Everything from the line with "formatted like [341,123]." through the last line of the records below should be copied exactly, both ends included.
═════ Data supplied
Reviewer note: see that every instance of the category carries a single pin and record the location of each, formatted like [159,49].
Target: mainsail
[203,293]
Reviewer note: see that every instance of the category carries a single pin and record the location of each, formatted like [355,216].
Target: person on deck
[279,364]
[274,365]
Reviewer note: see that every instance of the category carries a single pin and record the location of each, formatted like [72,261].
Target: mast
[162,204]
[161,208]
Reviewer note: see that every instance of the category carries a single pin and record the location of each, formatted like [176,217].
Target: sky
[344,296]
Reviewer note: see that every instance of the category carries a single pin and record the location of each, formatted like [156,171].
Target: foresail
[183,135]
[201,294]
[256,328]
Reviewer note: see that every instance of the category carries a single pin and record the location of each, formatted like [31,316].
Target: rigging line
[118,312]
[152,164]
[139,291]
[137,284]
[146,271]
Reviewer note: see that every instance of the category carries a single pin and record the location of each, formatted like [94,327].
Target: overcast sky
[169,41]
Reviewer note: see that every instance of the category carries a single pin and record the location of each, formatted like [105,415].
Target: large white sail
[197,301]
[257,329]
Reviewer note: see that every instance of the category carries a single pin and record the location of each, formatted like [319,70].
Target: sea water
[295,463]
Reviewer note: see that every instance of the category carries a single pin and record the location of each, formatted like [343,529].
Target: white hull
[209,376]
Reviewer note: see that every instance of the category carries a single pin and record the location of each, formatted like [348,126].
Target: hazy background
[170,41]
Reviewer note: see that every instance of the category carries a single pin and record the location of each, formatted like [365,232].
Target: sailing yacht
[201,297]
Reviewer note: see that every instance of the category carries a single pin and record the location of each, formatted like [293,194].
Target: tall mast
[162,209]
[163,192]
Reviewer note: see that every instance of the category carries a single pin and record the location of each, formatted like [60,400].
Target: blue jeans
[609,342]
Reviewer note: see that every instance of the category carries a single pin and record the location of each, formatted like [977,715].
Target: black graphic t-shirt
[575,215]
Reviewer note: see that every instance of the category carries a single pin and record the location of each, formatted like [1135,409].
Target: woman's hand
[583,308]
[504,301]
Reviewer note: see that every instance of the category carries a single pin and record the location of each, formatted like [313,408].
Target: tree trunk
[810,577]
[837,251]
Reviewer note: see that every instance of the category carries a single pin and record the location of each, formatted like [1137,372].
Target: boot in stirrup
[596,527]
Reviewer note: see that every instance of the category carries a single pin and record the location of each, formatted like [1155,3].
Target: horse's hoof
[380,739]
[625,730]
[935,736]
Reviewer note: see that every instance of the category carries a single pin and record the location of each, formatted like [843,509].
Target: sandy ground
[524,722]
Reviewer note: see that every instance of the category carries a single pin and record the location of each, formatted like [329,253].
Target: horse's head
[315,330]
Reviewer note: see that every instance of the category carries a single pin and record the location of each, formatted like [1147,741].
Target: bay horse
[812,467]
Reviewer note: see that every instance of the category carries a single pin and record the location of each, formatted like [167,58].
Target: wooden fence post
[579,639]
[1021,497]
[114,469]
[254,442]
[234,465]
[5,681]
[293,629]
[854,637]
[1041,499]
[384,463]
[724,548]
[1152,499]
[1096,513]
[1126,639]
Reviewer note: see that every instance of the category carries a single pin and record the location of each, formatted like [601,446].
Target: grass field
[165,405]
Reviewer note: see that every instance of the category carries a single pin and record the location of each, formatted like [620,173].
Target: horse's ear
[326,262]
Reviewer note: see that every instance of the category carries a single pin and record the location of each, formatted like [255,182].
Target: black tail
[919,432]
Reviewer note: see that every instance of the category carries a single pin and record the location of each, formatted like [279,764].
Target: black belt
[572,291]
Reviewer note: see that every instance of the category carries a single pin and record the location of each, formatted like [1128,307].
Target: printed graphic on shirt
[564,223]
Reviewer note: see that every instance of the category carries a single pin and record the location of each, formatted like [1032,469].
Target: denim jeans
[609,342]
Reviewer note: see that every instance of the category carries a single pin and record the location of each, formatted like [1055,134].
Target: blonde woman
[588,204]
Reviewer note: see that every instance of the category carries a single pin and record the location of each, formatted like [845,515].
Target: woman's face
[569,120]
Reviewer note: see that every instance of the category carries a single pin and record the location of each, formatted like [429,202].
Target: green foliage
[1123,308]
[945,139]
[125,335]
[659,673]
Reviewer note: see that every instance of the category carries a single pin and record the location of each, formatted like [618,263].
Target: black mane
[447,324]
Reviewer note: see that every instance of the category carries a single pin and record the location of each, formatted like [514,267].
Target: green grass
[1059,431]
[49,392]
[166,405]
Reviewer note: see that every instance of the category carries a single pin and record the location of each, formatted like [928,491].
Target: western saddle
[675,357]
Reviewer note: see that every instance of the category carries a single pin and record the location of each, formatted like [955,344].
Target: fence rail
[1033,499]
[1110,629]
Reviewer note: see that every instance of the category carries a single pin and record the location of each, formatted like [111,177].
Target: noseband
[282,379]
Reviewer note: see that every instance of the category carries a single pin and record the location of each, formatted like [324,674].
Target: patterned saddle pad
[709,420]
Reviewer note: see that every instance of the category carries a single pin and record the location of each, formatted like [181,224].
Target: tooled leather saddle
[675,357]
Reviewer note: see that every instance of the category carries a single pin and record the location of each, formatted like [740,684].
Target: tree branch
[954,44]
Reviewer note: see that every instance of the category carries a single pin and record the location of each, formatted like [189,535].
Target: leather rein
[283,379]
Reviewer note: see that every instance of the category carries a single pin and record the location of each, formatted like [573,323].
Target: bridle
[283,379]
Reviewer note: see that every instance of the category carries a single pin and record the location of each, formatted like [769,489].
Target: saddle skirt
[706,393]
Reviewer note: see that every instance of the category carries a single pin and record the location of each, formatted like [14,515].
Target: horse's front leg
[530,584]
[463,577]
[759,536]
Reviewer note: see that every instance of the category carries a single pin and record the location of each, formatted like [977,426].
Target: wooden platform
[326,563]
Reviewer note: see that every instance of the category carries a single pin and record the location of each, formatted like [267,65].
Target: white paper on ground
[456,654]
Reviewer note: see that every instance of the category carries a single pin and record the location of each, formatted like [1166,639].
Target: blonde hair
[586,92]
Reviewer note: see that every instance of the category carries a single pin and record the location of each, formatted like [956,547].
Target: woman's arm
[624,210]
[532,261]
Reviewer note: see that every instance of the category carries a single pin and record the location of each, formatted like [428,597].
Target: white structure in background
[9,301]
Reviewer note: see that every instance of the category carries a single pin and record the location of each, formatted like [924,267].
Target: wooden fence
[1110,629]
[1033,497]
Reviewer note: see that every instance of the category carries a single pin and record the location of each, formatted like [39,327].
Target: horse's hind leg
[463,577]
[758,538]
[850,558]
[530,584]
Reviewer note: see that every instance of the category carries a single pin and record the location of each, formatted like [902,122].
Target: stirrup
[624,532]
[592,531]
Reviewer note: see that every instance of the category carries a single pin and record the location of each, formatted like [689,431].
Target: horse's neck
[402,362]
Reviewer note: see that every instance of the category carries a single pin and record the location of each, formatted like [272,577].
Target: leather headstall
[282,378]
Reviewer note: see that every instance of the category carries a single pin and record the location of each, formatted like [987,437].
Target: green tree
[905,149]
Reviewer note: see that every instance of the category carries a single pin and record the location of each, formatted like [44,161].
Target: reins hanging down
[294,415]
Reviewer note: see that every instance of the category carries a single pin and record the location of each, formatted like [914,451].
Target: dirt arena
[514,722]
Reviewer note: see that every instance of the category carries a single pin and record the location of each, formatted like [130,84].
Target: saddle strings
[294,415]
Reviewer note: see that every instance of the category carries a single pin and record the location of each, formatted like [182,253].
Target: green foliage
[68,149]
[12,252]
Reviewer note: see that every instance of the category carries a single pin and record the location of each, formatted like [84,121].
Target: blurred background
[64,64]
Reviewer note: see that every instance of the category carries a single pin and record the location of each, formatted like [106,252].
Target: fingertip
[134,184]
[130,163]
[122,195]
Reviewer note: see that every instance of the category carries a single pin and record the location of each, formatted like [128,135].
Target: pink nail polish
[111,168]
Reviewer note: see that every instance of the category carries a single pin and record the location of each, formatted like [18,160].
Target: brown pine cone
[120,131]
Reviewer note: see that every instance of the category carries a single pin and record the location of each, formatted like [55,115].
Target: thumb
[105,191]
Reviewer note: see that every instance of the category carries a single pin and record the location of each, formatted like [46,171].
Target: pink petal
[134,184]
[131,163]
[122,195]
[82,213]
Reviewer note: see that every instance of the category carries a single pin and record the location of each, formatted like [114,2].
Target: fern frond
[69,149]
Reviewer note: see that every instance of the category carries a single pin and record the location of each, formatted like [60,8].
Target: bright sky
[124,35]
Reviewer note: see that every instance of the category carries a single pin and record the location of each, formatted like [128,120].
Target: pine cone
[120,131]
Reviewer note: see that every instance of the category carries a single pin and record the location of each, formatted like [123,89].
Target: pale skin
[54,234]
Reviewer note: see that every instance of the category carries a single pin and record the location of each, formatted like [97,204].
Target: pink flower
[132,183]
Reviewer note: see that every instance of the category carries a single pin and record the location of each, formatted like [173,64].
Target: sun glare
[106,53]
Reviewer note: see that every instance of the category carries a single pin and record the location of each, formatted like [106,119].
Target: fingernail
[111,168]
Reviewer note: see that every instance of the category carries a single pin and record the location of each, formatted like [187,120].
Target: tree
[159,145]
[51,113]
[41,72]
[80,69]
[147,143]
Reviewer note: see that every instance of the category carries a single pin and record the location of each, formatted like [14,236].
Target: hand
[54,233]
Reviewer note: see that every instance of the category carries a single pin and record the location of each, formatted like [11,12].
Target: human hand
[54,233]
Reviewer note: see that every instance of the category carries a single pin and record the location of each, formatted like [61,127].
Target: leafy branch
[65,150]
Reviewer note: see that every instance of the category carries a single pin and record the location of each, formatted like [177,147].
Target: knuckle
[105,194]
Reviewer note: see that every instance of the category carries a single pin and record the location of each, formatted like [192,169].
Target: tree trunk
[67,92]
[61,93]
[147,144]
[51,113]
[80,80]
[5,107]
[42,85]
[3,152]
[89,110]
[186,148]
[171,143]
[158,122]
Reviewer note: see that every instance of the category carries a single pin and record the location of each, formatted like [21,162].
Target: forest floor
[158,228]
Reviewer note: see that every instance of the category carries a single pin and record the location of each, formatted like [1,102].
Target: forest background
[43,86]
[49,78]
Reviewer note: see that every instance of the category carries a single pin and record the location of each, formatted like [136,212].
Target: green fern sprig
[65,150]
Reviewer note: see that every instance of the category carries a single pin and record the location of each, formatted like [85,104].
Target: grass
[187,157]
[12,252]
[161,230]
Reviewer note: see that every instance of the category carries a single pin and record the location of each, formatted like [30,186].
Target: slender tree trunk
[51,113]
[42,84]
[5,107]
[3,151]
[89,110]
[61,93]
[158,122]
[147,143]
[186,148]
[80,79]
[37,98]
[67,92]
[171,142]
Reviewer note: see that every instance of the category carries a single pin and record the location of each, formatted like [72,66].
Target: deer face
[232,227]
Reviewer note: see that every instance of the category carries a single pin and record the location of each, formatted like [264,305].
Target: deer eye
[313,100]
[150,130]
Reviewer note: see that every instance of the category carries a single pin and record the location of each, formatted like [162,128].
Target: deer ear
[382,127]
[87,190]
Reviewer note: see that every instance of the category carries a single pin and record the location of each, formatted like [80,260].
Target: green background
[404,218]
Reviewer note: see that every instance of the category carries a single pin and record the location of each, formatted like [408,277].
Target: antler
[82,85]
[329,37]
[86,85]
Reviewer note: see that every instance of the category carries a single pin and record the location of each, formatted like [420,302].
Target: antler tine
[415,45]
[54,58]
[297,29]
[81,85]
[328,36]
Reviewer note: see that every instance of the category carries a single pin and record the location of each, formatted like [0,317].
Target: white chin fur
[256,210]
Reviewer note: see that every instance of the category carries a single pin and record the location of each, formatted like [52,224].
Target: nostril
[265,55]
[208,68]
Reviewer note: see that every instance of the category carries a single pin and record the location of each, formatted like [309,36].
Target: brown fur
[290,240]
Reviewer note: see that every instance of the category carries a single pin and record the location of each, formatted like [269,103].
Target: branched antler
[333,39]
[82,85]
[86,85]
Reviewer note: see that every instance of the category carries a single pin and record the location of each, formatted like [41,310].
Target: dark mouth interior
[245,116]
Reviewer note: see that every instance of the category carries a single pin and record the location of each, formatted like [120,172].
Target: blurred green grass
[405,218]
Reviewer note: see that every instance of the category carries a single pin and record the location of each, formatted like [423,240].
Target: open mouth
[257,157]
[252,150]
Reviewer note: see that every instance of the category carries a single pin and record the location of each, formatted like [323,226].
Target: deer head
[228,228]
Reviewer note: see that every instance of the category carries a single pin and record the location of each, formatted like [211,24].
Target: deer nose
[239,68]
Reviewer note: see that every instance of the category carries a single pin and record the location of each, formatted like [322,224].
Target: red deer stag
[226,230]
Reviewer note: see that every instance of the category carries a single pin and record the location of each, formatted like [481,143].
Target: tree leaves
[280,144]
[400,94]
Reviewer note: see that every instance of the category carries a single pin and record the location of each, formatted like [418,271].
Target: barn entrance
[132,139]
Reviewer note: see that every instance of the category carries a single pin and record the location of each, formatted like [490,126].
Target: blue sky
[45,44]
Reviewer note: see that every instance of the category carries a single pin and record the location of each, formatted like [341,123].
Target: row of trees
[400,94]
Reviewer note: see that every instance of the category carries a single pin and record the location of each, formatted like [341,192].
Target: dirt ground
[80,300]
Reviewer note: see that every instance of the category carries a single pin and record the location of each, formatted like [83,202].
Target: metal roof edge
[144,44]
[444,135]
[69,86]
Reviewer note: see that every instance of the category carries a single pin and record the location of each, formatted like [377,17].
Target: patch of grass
══════════
» Response to this exercise:
Reviewer note: see that every instance of the category carries a single pin and record the location of each, formatted like [341,123].
Target: row of trees
[400,94]
Reviewer note: see that every instance of the category carries a single pin and record the location of each, formatted like [341,192].
Target: dirt ground
[80,300]
Reviewer note: see that every instance of the category carries a single pin and record the location of each, formatted like [83,202].
Target: metal roof edge
[144,44]
[444,135]
[69,86]
Reviewer note: see that every instance of the category carries a single pin and record the location of each, formatted like [377,17].
Target: patch of grass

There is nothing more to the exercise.